■ **Texto extraído**:
Un cisne negro se pasea por Asia y su impacto global debe aún determinarse. El coronavirus de Wuhan es un ejemplo de manual de acontecimiento inesperado que afecta a la salud y la economía. El consumo de proteínas en los países emergentes se ha disparado a medida que su economía y nivel de vida han crecido. La interacción entre virus animales y enfermedades humanas también. Un riesgo conocido, pero desgraciadamente cada vez más frecuente. Puede que se frene, pero también hay un riesgo de que se convierta en una pandemia mundial. La experiencia anterior más similar fue la del virus Sars en 2002-2003. Desde entonces han mejorado los mecanismos de prevención y la reacción ante alertas sanitarias en todo Asia. En países como Corea del Sur, he podido apreciar personalmente hace unos días que, a pesar de que la incidencia es casi nula, los mensajes públicos en redes y medidas sanitarias son considerables.

■ **Tarea propuesta**: Resume en dos oraciones el texto sobre el coronavirus de Wuhan.

■ **Datos proporcionados**:
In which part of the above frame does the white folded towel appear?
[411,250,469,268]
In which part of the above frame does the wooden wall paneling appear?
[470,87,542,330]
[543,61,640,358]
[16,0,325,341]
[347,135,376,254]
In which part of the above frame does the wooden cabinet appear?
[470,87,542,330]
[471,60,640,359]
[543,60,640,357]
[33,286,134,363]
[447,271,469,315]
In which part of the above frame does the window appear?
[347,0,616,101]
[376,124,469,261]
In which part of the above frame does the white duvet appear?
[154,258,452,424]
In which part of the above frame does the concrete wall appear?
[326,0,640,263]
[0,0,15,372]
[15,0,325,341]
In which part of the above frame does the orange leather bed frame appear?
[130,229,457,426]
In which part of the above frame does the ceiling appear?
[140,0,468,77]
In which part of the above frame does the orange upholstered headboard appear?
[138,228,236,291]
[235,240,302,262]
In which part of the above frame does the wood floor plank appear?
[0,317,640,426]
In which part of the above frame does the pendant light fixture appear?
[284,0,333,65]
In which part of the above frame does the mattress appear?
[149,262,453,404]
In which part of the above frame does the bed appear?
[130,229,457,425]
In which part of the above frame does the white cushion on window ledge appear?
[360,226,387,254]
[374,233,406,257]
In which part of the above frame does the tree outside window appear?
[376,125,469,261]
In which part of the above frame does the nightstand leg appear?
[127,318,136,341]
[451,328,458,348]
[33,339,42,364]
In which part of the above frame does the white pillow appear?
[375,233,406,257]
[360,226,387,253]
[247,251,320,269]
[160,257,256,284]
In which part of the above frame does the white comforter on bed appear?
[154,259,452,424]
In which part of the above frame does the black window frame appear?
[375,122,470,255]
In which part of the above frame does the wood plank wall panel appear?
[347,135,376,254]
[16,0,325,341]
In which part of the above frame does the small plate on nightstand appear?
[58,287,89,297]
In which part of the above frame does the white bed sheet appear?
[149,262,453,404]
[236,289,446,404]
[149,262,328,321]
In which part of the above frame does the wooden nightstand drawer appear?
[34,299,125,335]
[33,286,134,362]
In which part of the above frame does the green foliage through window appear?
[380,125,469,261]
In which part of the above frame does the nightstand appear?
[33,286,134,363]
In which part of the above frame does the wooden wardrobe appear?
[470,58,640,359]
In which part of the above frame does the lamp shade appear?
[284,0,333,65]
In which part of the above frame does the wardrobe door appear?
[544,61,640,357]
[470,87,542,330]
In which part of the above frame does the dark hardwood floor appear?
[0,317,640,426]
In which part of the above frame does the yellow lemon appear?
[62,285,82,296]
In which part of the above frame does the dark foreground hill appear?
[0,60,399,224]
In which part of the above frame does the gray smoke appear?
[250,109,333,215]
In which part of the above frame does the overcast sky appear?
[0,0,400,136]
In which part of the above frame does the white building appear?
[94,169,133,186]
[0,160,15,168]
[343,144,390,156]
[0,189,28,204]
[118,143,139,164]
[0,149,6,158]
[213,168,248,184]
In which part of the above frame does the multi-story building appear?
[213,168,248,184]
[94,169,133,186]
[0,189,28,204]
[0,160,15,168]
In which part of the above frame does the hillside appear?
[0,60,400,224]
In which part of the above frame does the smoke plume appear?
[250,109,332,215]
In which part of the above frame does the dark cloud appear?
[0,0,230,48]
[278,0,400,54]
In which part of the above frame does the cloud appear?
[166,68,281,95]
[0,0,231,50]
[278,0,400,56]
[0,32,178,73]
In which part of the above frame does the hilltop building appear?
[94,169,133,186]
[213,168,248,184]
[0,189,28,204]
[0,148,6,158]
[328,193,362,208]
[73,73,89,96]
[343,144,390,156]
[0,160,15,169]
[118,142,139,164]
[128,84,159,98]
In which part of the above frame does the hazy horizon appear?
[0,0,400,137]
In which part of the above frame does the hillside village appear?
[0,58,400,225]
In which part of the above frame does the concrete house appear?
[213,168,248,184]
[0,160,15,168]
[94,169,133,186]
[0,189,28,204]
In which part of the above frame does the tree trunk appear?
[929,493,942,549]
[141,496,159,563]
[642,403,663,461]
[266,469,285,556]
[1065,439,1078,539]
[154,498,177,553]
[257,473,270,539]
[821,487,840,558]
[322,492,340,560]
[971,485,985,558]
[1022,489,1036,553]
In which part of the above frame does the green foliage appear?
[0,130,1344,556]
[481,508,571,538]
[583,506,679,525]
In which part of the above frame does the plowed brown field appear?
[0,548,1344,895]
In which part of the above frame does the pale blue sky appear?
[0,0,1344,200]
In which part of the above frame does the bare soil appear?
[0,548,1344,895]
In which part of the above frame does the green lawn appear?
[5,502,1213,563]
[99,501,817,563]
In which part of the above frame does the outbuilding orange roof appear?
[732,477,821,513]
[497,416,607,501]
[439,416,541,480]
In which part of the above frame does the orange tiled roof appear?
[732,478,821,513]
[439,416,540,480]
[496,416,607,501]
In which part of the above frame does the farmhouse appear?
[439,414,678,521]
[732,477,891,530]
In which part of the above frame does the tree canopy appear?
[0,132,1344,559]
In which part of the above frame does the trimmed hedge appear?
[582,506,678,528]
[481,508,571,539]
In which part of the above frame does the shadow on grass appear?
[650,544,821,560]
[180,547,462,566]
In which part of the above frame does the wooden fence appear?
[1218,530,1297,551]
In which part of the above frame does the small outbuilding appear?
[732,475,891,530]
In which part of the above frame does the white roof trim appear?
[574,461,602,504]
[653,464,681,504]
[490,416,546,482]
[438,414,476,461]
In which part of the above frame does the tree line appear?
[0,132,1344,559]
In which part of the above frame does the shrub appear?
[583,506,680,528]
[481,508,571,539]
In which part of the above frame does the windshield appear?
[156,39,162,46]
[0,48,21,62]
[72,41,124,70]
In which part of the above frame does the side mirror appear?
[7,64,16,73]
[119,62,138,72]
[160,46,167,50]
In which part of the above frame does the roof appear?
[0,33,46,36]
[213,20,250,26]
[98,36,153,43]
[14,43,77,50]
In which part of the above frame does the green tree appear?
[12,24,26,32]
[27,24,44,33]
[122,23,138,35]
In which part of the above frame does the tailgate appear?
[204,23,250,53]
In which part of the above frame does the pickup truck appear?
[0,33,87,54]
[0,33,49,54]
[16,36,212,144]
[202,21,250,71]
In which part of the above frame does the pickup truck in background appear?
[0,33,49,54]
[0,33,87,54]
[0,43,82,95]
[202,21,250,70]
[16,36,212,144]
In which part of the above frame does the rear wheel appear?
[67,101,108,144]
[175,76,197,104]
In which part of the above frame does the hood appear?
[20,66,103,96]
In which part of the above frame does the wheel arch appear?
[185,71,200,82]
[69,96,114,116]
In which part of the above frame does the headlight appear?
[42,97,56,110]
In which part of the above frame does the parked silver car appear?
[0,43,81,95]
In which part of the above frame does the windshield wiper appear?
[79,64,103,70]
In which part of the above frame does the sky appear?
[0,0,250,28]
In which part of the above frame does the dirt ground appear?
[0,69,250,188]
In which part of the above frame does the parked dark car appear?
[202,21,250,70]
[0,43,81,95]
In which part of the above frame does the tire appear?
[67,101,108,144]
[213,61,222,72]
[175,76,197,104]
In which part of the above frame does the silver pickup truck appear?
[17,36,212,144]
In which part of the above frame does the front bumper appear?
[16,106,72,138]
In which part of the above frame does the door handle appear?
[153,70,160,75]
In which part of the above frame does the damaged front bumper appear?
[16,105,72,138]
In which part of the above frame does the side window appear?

■ **Respuesta a continuación**: El coronavirus de Wuhan es un acontecimiento inesperado que afecta a la salud y la economía, cuyo impacto global aún debe determinarse y que puede frenarse o convertirse en una pandemia mundial. Su precedente más parecido fue el virus Sars de 2002-2003, y desde entonces han mejorado en toda Asia la prevención y la reacción ante alertas sanitarias.